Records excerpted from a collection
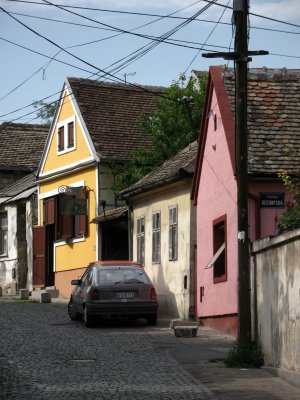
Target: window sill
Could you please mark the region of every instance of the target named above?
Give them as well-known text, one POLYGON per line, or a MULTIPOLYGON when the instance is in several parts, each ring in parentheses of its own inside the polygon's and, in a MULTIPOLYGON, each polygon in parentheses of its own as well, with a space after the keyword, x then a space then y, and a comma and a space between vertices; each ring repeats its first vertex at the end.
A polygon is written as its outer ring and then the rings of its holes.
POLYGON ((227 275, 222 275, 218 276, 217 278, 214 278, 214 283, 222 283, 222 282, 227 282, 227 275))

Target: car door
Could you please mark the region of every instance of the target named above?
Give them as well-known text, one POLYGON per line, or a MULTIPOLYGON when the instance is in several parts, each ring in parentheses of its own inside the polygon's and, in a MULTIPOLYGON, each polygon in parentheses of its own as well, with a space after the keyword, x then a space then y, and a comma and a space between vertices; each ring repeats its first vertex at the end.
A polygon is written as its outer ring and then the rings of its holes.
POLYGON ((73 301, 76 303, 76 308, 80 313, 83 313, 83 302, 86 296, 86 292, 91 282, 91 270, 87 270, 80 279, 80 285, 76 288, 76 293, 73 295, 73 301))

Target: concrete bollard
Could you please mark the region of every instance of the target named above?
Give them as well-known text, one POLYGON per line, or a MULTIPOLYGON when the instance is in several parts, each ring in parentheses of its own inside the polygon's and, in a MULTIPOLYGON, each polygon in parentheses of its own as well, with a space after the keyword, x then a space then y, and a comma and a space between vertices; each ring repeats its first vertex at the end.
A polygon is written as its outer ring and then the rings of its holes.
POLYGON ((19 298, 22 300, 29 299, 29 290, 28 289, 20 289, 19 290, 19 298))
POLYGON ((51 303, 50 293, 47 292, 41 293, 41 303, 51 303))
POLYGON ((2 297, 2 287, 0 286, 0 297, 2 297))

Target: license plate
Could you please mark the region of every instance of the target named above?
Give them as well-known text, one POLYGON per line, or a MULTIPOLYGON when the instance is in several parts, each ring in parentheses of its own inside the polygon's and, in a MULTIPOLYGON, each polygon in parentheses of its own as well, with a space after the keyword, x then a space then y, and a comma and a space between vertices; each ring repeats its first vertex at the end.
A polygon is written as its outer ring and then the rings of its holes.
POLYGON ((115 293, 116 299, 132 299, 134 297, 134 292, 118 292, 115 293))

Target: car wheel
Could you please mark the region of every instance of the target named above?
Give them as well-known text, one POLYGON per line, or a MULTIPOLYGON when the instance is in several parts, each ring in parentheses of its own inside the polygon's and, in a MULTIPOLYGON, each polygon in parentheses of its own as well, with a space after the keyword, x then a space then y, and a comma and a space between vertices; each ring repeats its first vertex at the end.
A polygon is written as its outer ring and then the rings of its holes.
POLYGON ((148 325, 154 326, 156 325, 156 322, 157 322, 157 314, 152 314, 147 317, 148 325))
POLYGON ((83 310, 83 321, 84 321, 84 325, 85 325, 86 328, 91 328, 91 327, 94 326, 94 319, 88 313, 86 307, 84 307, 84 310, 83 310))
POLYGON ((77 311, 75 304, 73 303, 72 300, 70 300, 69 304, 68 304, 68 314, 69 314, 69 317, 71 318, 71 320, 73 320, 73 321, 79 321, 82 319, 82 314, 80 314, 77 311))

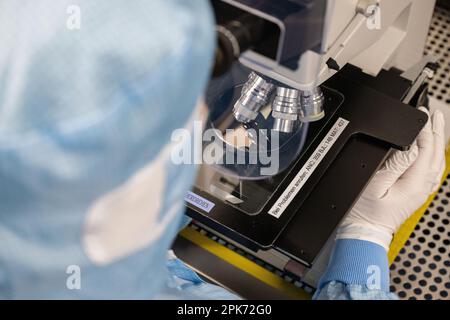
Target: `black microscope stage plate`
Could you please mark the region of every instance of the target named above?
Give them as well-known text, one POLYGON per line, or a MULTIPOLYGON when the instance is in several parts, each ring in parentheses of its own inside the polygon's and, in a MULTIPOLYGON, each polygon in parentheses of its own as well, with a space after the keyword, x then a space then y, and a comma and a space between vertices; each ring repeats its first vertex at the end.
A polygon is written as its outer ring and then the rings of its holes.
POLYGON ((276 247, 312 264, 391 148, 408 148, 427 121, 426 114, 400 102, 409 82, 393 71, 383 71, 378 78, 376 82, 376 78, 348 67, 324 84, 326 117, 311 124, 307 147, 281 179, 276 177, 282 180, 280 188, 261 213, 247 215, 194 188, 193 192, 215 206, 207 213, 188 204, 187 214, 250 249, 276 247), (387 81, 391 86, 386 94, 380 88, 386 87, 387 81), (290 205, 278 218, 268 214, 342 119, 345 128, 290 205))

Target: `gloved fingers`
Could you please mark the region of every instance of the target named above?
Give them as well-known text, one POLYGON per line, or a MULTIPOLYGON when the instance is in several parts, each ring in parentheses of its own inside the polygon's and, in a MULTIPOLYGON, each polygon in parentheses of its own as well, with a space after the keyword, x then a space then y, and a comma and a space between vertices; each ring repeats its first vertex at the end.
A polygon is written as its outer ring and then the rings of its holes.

» PROBLEM TO WORK ON
Word for word, copy all the entries above, but with no pictures.

» RESPONSE
Target: window sill
Could you please mark the region of every instance of the target named above?
Give them as well-known text, one POLYGON per line, or a MULTIPOLYGON when the instance is in several parts, each ring in parentheses of its own inside the polygon's and, in a MULTIPOLYGON, each polygon in parentheses of its own as well, with a space after the keyword, x then a space then y, and a comma and a space between vertices; each ring repeats its first vertex at the end.
A polygon is written as its outer ring and then the rings of its holes.
POLYGON ((227 275, 222 275, 218 276, 217 278, 214 278, 214 283, 222 283, 222 282, 227 282, 227 275))

Target: car door
Could you please mark the region of every instance of the target named above?
Give them as well-known text, one POLYGON per line, or a MULTIPOLYGON when the instance is in several parts, each ring in parentheses of its own inside the polygon's and, in a MULTIPOLYGON, each polygon in parentheses of its own as well, with a space after the keyword, x then a space then y, and a comma and a space between vertices; each ring repeats its first vertex at the end.
A polygon is written as its outer ring and then the rings of its holes.
POLYGON ((73 301, 76 303, 76 308, 80 313, 83 313, 83 302, 86 296, 86 292, 91 282, 91 270, 87 270, 80 279, 80 285, 76 288, 76 293, 73 295, 73 301))

Target: concrete bollard
Could you please mark the region of every instance of the target named above?
Give them as well-known text, one POLYGON per line, or a MULTIPOLYGON when the instance is in several parts, each ring in parentheses of its own inside the polygon's and, in a MULTIPOLYGON, each polygon in parentheses of its own as well, with a space after the keyword, x then a space then y, and a comma and a space between vertices; each ring repeats its first vertex at the end.
A polygon is written as its outer ring and then the rings of its holes.
POLYGON ((19 298, 22 300, 29 299, 29 290, 28 289, 20 289, 19 290, 19 298))
POLYGON ((51 303, 50 293, 47 292, 41 293, 41 303, 51 303))
POLYGON ((2 297, 2 287, 0 286, 0 297, 2 297))

Target: license plate
Could you please mark the region of every instance of the target named above?
Give them as well-known text, one POLYGON per line, or a MULTIPOLYGON when the instance is in several parts, each ring in parentheses of its own inside the polygon's and, in a MULTIPOLYGON, each polygon in parentheses of its own as well, with a space after the keyword, x then a space then y, and a comma and a space between vertices; each ring repeats its first vertex at the end.
A polygon is written as its outer ring and then the rings of its holes.
POLYGON ((115 293, 116 299, 132 299, 134 297, 134 292, 118 292, 115 293))

Target: car wheel
Could you please mark the region of every instance of the target named above?
Give them as well-known text, one POLYGON per line, or a MULTIPOLYGON when the instance is in several parts, each ring in parentheses of its own inside the polygon's and, in a MULTIPOLYGON, each polygon in parentheses of its own as well, with a space after the keyword, x then a space then y, and a comma and a space between vertices; each ring repeats its first vertex at the end.
A polygon is written as its outer ring and then the rings of its holes.
POLYGON ((148 325, 154 326, 156 325, 156 322, 157 322, 157 314, 152 314, 147 317, 148 325))
POLYGON ((83 310, 83 321, 84 321, 84 325, 85 325, 86 328, 91 328, 91 327, 94 326, 94 319, 88 313, 86 307, 84 307, 84 310, 83 310))
POLYGON ((77 311, 75 304, 73 303, 72 300, 70 300, 69 304, 68 304, 68 314, 69 314, 69 317, 71 318, 71 320, 73 320, 73 321, 79 321, 82 319, 82 314, 80 314, 77 311))

Target: `black microscope stage plate`
Could you please mark the region of every instance of the target named above?
Give them as well-known text, one POLYGON per line, or a MULTIPOLYGON when the instance is in several parts, each ring in parentheses of its own inside the polygon's and, in a MULTIPOLYGON, each polygon in parentheses of its own as well, with a space after the keyword, x then a space then y, and a comma and a space between vertices; each ring repeats its first vertex at the end.
A polygon is written as its outer ring and then the rings of its holes.
POLYGON ((276 247, 312 264, 391 148, 408 148, 427 121, 426 114, 400 102, 409 82, 393 71, 383 71, 378 78, 376 82, 376 78, 348 67, 324 84, 326 117, 311 124, 307 147, 281 179, 276 177, 282 180, 280 188, 261 213, 247 215, 194 188, 193 192, 215 206, 207 213, 188 204, 187 214, 250 249, 276 247), (387 81, 391 86, 386 94, 380 88, 386 87, 387 81), (290 205, 278 218, 268 214, 342 119, 345 128, 290 205))

Target: `gloved fingers`
Could you please mark the region of every instance of the target named above?
Give them as well-known text, one POLYGON per line, or a MULTIPOLYGON when the instance is in several parts, each ring in parentheses of its own inside the polygon's and, in a MULTIPOLYGON, each polygon in parentheses of its own as well, with a space after the keyword, x then a space then y, and a comma and a space between vertices; each ring repeats its first vertex at the end.
A polygon is written as its outer ring and then the rings of its holes.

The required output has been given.